Answer these questions using the methadone text below.
1. During which war was methadone developed?
2. How many grams of methadone were sold per 100,000 people in 2004?
3. According to the medical examiner's study, what percentage of methadone deaths occurred within the first week?

▶ [TEXT BLOCK]
========================================================================

Methadone was developed by the Germans during World War II when opiates were difficult to get for wounded soldiers. It can be prescribed in a liquid form to heroin addicts in drug-treatment facilities but is also prescribed as a pain-management drug.

What makes the drug so dangerous, Grey said, is that the pain-suppressing properties of the drug do not last as long as its ability to suppress breathing.

For example, if a prescription said to take a pill at noon and then again at midnight, a patient may start feeling pain around 6 p.m. and decide to pop a pill. That gives the patient a double load of medicine that is suppressing breathing.

"Then the person wakes up dead," he said.

In the late 1990s, methadone became more widely prescribed to help treat chronic pain, Grey said. In 2000, 871 grams were sold per 100,000 people. In 2004, 2,769 grams were sold per 100,000 people.

But the amount of methadone being used by Utah residents does not explain the number of deaths, Grey said.

"Something else is going on," he said. "The death rate is increasing much more than the consumption rate. We don't know what factors are driving that."

According to a study by the medical examiner's office, which has not yet been published, 70 percent of methadone deaths occurred within the first week of either getting a methadone prescription, changing the prescription or re-establishing the methadone after a patient has been off it, or getting the painkiller from someone with a legal prescription, Grey said.

Doctors also may be contributing to the problem because they "do not understand how to prescribe and monitor patients," Grey said.

========================================================================

▶ [MATERIAL SUPPLIED]
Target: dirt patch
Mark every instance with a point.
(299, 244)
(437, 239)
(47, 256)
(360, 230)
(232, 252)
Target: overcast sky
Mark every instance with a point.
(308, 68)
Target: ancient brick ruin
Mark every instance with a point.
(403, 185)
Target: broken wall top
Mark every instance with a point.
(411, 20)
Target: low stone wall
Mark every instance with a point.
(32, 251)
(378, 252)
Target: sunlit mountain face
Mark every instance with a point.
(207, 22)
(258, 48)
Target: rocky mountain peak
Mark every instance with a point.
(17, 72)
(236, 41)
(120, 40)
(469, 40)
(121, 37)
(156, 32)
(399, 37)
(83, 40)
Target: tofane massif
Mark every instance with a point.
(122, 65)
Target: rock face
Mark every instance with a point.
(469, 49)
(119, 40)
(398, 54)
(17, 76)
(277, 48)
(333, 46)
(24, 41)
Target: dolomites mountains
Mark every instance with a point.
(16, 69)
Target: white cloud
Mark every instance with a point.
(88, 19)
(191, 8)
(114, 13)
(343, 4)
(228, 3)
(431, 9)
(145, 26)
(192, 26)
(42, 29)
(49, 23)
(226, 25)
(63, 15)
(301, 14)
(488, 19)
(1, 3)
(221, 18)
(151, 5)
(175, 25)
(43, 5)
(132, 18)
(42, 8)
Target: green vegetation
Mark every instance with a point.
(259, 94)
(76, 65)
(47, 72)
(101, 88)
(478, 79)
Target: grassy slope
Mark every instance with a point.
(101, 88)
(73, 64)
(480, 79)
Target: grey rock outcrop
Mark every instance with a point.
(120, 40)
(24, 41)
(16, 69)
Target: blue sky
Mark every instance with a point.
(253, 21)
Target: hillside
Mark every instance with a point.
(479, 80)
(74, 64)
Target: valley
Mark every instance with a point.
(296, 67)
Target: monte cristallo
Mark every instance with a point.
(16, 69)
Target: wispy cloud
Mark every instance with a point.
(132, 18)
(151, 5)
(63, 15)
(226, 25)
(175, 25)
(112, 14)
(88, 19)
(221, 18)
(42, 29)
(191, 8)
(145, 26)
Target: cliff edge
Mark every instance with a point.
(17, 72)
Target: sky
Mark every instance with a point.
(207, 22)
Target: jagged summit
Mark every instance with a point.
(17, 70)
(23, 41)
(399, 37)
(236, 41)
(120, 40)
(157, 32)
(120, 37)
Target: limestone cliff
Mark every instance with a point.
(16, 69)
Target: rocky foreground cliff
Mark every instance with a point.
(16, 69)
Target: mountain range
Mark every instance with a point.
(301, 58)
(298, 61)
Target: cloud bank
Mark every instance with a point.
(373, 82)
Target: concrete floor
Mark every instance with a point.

========================================================================

▶ [RESPONSE AREA]
1. World War II
2. 2,769 grams
3. 70 percent